##### Entries

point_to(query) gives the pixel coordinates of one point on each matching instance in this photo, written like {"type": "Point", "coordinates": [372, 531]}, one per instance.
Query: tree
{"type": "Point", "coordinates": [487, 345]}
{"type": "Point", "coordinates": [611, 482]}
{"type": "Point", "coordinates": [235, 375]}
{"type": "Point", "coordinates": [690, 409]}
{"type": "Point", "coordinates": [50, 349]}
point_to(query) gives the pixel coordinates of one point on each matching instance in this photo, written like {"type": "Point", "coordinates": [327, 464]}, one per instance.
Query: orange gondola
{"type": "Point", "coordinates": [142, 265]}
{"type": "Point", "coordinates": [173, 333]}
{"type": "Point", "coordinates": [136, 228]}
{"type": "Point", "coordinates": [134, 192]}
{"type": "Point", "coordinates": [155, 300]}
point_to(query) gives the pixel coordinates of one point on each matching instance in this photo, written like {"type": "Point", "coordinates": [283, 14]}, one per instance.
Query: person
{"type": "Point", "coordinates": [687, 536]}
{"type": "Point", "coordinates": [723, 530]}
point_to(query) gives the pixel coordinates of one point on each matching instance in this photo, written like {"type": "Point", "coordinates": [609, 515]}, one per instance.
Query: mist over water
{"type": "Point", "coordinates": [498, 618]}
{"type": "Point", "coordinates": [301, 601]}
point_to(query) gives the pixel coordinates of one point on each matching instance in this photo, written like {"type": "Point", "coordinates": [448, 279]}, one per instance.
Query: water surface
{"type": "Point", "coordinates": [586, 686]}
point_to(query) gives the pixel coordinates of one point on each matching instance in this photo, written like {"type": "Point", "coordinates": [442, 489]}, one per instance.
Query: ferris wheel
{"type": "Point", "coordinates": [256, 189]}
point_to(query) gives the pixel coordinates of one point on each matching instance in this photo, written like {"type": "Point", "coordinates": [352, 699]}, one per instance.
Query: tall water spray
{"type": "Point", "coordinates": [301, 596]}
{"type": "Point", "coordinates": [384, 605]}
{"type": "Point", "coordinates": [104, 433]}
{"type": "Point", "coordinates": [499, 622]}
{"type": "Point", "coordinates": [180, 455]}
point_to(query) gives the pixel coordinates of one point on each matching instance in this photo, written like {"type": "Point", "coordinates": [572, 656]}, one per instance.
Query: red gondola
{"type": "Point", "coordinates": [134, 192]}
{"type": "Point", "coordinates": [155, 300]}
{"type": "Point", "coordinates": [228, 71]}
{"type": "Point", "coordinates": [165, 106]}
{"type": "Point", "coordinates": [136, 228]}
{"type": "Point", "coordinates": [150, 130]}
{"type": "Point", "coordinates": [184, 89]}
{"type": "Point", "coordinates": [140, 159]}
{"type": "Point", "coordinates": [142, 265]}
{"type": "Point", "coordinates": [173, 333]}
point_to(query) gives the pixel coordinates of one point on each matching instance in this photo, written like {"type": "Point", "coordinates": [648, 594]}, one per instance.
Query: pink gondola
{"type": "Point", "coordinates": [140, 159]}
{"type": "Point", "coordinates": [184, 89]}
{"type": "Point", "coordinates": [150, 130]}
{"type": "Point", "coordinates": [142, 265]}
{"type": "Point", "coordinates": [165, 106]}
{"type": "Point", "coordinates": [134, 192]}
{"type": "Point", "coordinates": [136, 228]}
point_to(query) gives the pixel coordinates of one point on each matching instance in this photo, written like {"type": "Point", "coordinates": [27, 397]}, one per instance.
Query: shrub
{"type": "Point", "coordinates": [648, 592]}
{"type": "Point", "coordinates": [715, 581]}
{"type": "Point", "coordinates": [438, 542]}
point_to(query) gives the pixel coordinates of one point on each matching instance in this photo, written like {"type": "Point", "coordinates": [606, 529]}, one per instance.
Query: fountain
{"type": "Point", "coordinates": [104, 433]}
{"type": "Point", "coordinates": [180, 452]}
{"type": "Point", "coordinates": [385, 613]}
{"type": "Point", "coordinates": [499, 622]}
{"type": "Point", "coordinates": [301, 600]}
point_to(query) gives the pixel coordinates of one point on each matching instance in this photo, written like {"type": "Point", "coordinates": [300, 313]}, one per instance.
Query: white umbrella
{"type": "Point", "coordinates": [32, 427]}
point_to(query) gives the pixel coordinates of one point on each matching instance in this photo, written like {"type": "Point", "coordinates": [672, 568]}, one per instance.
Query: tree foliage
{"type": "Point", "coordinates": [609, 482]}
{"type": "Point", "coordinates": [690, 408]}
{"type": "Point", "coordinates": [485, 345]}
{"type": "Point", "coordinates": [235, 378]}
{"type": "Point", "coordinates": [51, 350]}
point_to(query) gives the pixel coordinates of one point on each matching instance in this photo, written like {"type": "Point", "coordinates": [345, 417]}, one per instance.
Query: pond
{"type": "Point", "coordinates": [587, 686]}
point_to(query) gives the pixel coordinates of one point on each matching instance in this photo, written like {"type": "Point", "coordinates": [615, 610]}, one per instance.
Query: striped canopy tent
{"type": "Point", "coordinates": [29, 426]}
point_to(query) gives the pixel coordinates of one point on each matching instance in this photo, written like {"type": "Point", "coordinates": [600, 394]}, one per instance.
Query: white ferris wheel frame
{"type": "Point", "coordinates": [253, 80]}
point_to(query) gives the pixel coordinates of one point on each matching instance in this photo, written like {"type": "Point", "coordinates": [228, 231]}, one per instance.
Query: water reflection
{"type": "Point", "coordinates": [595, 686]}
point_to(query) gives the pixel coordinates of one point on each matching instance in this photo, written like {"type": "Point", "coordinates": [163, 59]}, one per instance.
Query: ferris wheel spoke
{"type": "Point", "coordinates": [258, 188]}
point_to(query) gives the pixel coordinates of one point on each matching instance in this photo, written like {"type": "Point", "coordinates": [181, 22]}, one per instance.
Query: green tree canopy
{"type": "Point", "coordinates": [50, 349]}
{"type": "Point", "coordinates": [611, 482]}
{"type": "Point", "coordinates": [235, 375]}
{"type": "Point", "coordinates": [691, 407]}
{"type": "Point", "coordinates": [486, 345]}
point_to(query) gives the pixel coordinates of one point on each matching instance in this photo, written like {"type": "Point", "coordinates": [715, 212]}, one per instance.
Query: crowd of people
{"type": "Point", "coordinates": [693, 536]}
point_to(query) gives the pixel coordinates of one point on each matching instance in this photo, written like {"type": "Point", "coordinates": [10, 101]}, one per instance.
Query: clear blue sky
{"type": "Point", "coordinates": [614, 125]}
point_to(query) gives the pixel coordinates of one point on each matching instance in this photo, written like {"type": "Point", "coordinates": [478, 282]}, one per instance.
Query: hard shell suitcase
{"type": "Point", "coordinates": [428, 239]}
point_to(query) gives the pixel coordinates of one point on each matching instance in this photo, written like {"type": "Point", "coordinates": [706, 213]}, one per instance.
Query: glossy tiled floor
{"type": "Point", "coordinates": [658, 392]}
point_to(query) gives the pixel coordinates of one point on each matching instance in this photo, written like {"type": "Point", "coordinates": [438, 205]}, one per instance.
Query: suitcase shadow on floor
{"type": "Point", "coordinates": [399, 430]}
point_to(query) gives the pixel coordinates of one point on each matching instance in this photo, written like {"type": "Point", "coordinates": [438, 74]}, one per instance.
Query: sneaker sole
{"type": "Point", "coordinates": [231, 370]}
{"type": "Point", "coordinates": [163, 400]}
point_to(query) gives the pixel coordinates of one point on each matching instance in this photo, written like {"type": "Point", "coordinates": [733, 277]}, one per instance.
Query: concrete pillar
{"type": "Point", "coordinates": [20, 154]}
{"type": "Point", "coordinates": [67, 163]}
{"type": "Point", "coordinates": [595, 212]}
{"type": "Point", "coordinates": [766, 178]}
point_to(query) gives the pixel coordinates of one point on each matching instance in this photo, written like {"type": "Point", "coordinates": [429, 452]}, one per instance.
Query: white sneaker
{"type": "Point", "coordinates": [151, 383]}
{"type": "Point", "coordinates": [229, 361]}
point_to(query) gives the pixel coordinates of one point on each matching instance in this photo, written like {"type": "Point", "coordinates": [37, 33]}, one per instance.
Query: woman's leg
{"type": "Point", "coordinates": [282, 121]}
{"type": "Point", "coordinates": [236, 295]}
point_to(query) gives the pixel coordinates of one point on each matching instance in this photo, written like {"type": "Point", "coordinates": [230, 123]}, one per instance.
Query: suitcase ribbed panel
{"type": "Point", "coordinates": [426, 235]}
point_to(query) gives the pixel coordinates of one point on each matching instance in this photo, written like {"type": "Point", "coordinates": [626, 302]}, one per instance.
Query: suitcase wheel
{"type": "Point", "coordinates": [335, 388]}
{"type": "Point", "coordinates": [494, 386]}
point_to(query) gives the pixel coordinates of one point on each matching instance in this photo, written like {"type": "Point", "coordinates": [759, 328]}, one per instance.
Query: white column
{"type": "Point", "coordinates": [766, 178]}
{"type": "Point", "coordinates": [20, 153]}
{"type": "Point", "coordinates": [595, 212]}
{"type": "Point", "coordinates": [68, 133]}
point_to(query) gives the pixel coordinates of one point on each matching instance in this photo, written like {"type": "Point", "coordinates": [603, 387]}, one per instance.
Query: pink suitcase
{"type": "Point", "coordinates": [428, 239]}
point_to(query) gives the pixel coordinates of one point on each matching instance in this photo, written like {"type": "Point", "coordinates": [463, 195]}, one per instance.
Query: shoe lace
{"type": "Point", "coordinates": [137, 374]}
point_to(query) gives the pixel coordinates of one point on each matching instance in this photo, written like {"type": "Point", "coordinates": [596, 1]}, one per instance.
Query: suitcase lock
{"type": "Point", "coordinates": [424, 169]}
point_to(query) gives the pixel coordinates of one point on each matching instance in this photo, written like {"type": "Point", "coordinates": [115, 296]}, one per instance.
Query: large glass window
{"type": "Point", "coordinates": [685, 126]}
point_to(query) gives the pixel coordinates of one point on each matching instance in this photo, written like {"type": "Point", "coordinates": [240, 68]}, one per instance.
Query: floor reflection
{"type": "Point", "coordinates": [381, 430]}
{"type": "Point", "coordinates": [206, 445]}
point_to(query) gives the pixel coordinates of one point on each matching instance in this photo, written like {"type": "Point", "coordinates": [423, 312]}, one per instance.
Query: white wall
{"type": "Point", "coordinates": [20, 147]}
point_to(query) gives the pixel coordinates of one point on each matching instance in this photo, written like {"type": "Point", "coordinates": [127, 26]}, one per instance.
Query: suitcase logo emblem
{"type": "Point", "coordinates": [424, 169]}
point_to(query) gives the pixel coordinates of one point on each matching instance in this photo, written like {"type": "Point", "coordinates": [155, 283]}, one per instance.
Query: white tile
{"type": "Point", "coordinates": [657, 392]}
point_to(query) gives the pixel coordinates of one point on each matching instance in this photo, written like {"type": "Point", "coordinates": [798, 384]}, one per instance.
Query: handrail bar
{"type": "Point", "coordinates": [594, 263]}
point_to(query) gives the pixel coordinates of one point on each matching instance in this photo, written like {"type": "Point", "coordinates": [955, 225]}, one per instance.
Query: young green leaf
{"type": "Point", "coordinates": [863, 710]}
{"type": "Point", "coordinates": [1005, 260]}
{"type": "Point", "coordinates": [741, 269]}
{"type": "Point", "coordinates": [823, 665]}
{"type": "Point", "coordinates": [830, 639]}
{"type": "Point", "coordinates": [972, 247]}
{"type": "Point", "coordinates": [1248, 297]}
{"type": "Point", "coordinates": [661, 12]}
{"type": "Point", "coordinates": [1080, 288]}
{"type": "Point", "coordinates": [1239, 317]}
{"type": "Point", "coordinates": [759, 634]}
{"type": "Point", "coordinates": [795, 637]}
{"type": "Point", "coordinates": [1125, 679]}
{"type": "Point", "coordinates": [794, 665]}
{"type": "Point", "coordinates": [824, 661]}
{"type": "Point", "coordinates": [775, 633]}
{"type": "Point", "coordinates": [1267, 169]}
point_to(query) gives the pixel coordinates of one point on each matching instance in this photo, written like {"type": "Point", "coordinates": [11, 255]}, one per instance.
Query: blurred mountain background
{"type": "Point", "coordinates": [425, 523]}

##########

[Your instructions] Count the lines of the records above that contain the string "ferris", treating uppercase and lowercase as distinct. Give only the number.

[Finished exercise] 3